--- Given information ---

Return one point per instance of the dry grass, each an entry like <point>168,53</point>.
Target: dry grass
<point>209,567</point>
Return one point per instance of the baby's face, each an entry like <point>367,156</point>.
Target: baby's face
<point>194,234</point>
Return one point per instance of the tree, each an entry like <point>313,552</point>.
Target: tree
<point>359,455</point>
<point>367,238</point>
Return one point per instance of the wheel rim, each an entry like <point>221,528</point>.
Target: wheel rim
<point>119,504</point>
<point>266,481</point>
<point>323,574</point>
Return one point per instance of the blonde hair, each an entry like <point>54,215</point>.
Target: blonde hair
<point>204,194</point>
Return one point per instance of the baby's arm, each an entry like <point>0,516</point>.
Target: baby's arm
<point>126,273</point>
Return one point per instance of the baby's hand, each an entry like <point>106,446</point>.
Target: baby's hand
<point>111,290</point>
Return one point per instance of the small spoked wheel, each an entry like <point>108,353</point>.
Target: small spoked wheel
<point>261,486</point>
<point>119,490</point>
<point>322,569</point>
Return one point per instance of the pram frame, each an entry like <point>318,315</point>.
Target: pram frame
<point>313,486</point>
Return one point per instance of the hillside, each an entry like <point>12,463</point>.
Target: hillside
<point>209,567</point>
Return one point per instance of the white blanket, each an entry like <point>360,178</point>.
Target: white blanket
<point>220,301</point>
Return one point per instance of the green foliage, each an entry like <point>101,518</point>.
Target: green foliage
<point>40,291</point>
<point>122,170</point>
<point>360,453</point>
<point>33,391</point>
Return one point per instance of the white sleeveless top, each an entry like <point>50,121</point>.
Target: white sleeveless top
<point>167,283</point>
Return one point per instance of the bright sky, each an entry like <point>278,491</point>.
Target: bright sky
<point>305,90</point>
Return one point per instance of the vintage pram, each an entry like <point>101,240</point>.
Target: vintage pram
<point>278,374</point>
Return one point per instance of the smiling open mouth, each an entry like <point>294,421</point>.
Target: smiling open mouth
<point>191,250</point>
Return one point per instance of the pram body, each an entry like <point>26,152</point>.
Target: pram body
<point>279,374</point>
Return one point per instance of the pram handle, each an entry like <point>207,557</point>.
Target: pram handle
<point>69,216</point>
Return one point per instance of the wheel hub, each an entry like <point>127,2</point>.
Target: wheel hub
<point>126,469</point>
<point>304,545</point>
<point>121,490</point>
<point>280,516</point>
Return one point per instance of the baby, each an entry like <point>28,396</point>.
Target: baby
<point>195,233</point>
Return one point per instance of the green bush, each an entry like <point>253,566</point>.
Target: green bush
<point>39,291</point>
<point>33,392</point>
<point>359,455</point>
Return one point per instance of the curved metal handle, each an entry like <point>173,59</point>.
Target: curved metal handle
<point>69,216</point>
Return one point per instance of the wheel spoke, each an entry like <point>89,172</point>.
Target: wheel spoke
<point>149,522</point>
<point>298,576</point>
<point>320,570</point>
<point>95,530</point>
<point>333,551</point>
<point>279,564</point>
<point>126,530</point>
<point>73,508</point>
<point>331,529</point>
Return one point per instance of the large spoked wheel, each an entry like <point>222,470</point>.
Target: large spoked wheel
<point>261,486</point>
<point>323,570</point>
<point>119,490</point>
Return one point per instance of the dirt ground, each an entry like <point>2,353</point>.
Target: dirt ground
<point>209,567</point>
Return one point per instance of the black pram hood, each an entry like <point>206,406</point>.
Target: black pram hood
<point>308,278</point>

---

What is required =>
Rewrite everything from the line containing "Return one point per instance of the black" down to the end of the records, putting "black stroller hood" wherever "black pram hood" appears and changing nothing else.

Written answer =>
Return one point per instance of the black stroller hood, each an entry like <point>206,406</point>.
Target: black stroller hood
<point>308,278</point>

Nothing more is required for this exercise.